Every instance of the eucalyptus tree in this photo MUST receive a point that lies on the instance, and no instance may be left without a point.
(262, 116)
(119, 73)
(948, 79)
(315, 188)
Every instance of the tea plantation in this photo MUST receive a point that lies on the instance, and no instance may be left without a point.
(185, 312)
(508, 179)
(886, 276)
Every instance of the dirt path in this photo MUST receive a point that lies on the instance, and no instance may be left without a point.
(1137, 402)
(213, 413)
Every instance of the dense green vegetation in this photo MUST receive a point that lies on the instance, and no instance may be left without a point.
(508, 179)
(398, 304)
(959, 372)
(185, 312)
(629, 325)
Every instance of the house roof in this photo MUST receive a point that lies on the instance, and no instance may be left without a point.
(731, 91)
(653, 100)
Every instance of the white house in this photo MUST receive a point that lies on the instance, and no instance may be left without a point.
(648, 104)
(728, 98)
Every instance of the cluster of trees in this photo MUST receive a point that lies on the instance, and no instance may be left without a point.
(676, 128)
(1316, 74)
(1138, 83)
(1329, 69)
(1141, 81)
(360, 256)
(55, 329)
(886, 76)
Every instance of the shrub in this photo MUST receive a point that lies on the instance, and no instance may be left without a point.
==
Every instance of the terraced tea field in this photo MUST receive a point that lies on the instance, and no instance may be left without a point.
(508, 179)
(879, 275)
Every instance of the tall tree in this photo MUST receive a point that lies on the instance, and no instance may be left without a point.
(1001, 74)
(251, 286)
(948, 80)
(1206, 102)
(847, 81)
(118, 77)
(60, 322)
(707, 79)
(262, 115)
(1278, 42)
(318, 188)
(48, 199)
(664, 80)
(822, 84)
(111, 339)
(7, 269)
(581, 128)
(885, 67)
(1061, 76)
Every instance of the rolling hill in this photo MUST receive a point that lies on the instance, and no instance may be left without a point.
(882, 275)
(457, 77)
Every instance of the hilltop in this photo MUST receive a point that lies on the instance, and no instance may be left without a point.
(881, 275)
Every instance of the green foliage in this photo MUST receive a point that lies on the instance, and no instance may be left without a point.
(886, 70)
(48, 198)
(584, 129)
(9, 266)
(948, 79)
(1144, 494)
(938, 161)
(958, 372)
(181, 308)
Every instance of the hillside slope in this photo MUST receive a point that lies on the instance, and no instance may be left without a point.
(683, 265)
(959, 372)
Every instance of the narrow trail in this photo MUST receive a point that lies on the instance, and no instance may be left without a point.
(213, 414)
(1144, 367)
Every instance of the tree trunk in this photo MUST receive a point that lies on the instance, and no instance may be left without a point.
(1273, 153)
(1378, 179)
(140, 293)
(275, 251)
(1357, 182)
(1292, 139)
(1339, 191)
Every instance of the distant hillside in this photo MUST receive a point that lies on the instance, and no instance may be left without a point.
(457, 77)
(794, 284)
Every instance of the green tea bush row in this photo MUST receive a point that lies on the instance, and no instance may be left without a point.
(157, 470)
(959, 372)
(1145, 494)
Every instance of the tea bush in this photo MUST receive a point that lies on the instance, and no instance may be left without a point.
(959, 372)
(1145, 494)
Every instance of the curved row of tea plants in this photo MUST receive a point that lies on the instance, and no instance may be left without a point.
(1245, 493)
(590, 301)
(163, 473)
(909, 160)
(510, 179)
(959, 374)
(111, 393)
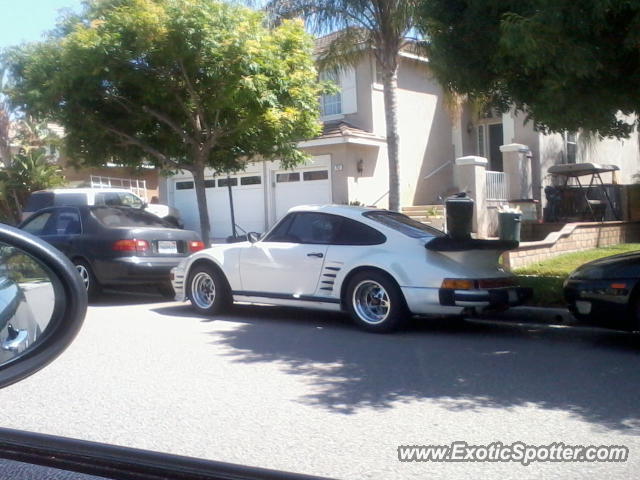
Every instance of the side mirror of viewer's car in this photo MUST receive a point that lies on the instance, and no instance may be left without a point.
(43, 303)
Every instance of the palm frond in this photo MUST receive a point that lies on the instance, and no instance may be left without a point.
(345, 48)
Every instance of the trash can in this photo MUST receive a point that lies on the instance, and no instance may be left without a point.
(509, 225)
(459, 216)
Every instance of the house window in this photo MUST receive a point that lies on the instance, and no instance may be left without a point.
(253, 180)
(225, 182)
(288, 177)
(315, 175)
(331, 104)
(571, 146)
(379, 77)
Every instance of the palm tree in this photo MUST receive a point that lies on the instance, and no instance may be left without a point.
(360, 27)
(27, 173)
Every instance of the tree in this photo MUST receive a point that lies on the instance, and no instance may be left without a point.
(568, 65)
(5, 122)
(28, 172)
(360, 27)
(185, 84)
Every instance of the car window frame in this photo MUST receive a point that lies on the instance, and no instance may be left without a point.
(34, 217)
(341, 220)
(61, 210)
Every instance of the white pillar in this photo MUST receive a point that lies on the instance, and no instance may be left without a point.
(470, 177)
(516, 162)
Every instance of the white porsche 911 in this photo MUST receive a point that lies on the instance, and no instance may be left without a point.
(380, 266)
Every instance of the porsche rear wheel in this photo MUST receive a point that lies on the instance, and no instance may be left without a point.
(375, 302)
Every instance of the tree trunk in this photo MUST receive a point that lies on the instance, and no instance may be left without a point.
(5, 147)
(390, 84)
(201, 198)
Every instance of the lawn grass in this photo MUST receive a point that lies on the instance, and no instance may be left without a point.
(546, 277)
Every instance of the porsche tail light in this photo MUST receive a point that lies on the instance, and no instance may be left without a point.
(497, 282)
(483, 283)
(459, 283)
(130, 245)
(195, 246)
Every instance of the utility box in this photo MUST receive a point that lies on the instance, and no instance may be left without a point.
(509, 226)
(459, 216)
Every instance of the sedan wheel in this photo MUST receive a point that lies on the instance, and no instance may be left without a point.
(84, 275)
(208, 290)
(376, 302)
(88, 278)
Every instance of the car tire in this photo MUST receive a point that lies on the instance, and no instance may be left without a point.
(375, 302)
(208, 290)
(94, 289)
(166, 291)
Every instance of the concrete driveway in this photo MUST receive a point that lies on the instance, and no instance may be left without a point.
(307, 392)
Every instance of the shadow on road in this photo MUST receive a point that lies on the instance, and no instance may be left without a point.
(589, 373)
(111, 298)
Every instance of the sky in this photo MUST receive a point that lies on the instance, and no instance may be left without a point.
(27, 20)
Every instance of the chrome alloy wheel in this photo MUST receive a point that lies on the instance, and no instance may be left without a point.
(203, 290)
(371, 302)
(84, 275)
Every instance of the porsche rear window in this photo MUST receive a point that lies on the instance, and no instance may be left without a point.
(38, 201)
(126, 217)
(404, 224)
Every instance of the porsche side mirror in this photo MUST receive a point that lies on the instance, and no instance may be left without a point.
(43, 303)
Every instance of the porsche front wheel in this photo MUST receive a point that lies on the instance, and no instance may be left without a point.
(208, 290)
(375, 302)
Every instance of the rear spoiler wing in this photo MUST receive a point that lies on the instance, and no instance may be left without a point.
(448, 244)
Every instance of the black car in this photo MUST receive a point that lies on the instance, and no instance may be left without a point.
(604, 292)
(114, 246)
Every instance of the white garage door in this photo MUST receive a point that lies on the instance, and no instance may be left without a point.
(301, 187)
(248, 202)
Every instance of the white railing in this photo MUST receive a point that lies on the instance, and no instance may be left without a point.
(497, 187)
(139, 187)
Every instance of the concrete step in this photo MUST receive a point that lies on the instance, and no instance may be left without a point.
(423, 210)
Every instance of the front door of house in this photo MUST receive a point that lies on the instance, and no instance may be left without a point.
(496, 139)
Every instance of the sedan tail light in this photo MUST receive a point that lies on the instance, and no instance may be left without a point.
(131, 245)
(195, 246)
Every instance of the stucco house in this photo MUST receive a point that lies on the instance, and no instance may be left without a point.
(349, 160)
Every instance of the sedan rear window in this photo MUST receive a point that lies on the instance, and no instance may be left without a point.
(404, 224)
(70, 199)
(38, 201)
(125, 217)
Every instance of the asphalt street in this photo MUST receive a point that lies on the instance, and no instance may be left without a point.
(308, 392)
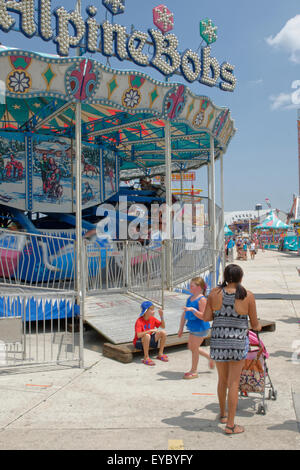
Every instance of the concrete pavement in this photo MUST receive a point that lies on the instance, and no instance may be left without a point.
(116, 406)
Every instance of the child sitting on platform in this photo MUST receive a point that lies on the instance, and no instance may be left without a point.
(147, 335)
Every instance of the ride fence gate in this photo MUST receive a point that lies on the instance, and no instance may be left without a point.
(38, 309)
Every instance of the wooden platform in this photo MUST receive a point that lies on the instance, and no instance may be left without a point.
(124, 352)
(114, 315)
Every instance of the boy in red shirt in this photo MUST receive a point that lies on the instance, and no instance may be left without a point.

▶ Your goal: Reproduce, word for word and in full, only the lines above that start at the line with "Every instance of the wooden" and run through the line with "Every instance of the boy", both ends included.

▶ Answer:
Every instance of the wooden platform in this photo MUST receive a point that lies on the instance, and no instance may be left without a point.
(124, 352)
(114, 315)
Every instance of the boy in red shirt in this photo MUST receive a point that lies on the instance, and no instance may be left without a point.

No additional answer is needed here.